▸ Directions for this task: Pull out each line of the items below that contains the string "woman". Case counts.

[BEGIN Data provided]

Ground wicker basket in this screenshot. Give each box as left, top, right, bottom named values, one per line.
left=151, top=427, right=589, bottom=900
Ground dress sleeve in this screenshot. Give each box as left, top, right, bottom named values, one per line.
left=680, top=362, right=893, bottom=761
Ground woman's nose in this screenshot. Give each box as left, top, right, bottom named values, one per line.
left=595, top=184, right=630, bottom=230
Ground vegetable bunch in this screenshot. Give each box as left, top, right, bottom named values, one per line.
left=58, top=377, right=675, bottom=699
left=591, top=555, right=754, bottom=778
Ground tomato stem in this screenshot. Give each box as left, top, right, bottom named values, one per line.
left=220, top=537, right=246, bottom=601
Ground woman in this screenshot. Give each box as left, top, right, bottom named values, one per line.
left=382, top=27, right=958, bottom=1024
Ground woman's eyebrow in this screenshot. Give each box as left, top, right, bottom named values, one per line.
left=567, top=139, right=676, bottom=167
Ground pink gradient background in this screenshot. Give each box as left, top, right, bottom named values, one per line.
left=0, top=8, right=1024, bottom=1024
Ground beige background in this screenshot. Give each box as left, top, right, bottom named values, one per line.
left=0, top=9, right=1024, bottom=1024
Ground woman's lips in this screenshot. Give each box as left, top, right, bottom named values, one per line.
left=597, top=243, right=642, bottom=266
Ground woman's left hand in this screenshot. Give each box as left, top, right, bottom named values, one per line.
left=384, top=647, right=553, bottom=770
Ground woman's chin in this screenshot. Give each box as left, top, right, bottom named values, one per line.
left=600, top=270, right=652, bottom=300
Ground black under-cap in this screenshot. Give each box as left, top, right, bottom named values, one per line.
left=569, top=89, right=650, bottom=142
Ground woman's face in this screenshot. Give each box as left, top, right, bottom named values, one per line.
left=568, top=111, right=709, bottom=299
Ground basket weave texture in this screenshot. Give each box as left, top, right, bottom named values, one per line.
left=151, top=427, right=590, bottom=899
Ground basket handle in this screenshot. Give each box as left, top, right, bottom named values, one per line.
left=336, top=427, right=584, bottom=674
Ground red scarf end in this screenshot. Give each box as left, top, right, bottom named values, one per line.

[END Data provided]

▸ Result of the task:
Ground woman's nose in this screenshot. Give each box as left, top, right, bottom named values, one per line.
Ground woman in this screenshot. Give each box as left, top, right, bottom named values, one per line.
Ground woman's eyebrow in this screenshot. Give each box as left, top, right, bottom named values, one per line.
Ground woman's lips in this screenshot. Give each box as left, top, right, bottom named values, one per line.
Ground woman's left hand in this screenshot. Give each box as left, top, right, bottom named values, one per line.
Ground woman's chin in this screenshot. Give each box as left, top, right, bottom named values, one per line.
Ground woman's face in this screenshot. Give each box as left, top, right, bottom named values, one per line.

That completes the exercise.